Task
All of the data that follows needs to be printed again, exactly as it reads.

Information shown

┄┄┄┄┄┄┄┄┄┄┄┄┄┄┄┄┄┄┄┄

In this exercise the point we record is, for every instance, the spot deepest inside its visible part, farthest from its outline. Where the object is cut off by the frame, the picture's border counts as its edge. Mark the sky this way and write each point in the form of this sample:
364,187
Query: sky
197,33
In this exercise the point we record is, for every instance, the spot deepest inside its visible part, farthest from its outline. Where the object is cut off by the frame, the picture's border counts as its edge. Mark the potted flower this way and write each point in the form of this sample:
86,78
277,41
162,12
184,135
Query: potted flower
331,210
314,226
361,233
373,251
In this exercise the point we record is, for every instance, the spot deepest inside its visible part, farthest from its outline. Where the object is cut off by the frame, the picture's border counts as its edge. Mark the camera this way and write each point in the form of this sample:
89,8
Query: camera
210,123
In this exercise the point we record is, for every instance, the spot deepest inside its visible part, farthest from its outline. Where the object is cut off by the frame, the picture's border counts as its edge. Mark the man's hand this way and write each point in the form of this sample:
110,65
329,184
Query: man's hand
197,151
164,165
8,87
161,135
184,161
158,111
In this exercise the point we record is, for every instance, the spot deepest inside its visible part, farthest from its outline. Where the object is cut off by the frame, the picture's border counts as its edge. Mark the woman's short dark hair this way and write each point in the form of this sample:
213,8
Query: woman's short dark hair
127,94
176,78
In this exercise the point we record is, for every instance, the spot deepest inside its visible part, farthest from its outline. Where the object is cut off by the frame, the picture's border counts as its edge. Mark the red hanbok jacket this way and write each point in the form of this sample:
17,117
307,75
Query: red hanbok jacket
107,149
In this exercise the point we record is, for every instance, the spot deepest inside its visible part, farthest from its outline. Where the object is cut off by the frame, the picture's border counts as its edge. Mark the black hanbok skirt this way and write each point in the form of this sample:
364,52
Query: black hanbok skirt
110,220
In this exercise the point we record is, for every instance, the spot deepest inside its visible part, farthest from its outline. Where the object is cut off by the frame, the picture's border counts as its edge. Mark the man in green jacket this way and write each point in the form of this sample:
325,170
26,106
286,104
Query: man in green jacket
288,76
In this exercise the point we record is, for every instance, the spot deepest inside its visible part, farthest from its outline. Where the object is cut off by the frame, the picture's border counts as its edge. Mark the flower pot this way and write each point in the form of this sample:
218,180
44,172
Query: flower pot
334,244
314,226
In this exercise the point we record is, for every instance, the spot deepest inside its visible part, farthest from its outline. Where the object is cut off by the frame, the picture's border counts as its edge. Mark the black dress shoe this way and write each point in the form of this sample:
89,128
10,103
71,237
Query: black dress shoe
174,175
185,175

┄┄┄┄┄┄┄┄┄┄┄┄┄┄┄┄┄┄┄┄

Response box
In this exercise the point we record is, for every instance, the spot deepest inside its visible part, farthest from its outline. Where the object is cut off by the frame, the picture's border counts as its edge. Mark the sky this way and write each point in the form of this sample:
364,187
Query: sky
197,33
In this exercise the point we record is, for every instance, the spot deepest inside its visible part, farthest from its outline. Where the object is cut off by the frame, the picture's border counts as its edge. Mark the potted flower this way and write each point in the form of this sample:
86,78
277,41
162,12
184,135
Query: potted flower
331,210
314,226
361,233
373,251
In this exercise the point we record is, for every instance, the spot deepest inside its visible part, farthest from its outline. Where the object is cut off by the frame, the picture's border counts as its edge. Mark the camera this way and write each point in the form of this sample:
89,8
Query: camera
210,123
In this exercise the point we record is, for every instance, the spot deepest inside its visible part, farthest from its outline. Where the object is cut off by the frame, the picture's border counts as its edge. Mark the man's hand this way and write each point in the form of this sample:
110,65
329,184
Query: man's hand
197,151
164,165
8,87
161,135
184,161
158,111
In this exercise the point we record is, for every instance, the spot deepest inside its visible part, farthest from its outline. Where the object is cut off by the frame, the picture's border counts as its edge. Mark the woman's short dark hair this way and write each point in the form of this sample:
213,8
Query: woman's short dark hair
127,94
176,78
In this exercise the point we record is, for every instance, the spot deepest inside its visible part, farthest from its outline. Where the object is cut off by the frame, the picture's border counts as its edge. Mark the red hanbok jacket this way and write each point in the form of this sample:
17,117
307,75
Query: red hanbok jacket
107,149
In this exercise the point we record is, for every instance, the spot deepest inside its visible part, farthest from its outline. Where the object is cut off by the frame, the picture's border counts as its edge. Mark the black hanbok skirt this way and write each point in the form of this sample:
364,52
Query: black hanbok skirt
110,220
In this exercise the point we record is, for every instance, the spot deepest inside its visible part, farthest from its outline. Where the object is cut off by the frame, the picture's border counts as its edge. Mark the man in green jacket this way and write each point in the form of this sample:
325,170
26,106
286,104
Query: man in green jacket
288,76
In this exercise the point we record is, for every instance, the spot deepest inside its visible part, farthest from its outline. Where the object is cut off by the frame, the picture's border counts as its edge. Mark the flower pot this way and write each point in the form of this sample:
218,180
44,172
Query: flower pot
334,244
314,226
In this exercise the point we record is, for every instance, the spot deepest inside its visible part, farthest from its outline. Where the object is cut off by the frame, the picture's border counts as its edge. Mark the black dress shoe this way and write each point in the form of this sample:
89,128
10,103
71,237
Query: black dress shoe
174,175
185,175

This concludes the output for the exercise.